**EXCERPTED RECORDS**
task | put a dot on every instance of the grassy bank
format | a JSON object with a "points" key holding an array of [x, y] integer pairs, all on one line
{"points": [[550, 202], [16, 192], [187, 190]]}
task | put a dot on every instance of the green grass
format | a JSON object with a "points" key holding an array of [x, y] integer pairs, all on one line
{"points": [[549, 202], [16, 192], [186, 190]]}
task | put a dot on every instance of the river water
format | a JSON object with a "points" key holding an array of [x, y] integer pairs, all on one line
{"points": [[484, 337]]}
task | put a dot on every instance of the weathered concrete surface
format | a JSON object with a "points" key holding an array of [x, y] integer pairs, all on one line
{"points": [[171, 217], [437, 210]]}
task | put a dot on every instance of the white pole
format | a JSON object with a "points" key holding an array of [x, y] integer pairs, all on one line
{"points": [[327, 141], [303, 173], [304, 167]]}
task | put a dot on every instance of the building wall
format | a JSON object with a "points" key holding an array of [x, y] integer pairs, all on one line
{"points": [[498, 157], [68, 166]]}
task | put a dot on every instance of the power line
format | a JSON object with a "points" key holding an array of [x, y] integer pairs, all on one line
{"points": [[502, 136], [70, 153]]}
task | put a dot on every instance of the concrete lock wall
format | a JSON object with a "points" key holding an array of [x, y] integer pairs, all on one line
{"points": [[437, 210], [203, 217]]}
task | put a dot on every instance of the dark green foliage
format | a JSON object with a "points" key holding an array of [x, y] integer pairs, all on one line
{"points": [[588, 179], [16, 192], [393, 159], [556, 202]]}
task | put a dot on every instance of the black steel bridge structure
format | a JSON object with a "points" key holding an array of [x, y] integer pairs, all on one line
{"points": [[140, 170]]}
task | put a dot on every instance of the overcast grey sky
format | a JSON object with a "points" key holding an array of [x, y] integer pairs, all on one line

**SET PROBLEM**
Return all of the records above word for word, keeping every line unchanged and in the same order.

**SOLVED EXERCISE**
task | put a dot on every instance of the grassy bank
format | a JSON object with a "points" key holding an array of [x, y] integer pairs, all on one line
{"points": [[550, 202], [16, 192], [187, 190]]}
task | put a dot on every instance of the green grass
format | a JSON object with a "points" key holding an array of [x, y] integer pairs, all on one line
{"points": [[549, 202], [16, 192], [186, 190]]}
task | put a dot on every instance of the river water
format | a JSON object with a "points" key holding an array of [x, y] integer pairs, all on one line
{"points": [[484, 337]]}
task | put a dot on every instance of the weathered concrete surface
format | a JSON object with a "points" key holding an array of [x, y] integer pairs, all on one line
{"points": [[171, 217], [437, 210]]}
task | put a dot on every instance of the white pole
format | a JSON object with a "points" key holding an array of [x, y] integer pairs, all on one line
{"points": [[327, 141], [303, 173], [304, 167]]}
task | put a dot on every instance of the building wall
format | a JSON object with a "points" key holding an array of [x, y] integer pairs, all on one line
{"points": [[498, 157], [68, 166]]}
task | put a dot on every instance of the power line
format | a JSON object with a "points" key holding an array of [x, y] integer pairs, all on one line
{"points": [[502, 136], [70, 153]]}
task | put a dot on every instance of the concrete lock wall
format | a JSON object with a "points" key holding an array of [x, y] integer pairs, all on one line
{"points": [[437, 210], [203, 217]]}
task | put a dot on every instance of the dark green foliage
format | a JSON object with a "points" key holding an array of [x, y] integer pairs, all on one line
{"points": [[588, 179], [16, 192], [393, 159], [556, 202]]}
task | put a dot on every instance of the black steel bridge structure
format | a JSON object with a "points" key holding an array of [x, y] integer pairs, all on one line
{"points": [[140, 170]]}
task | put a dot on every instance of the overcast grey sky
format | a JSON object with a "points" key holding an array of [x, y] integer pairs, all on one line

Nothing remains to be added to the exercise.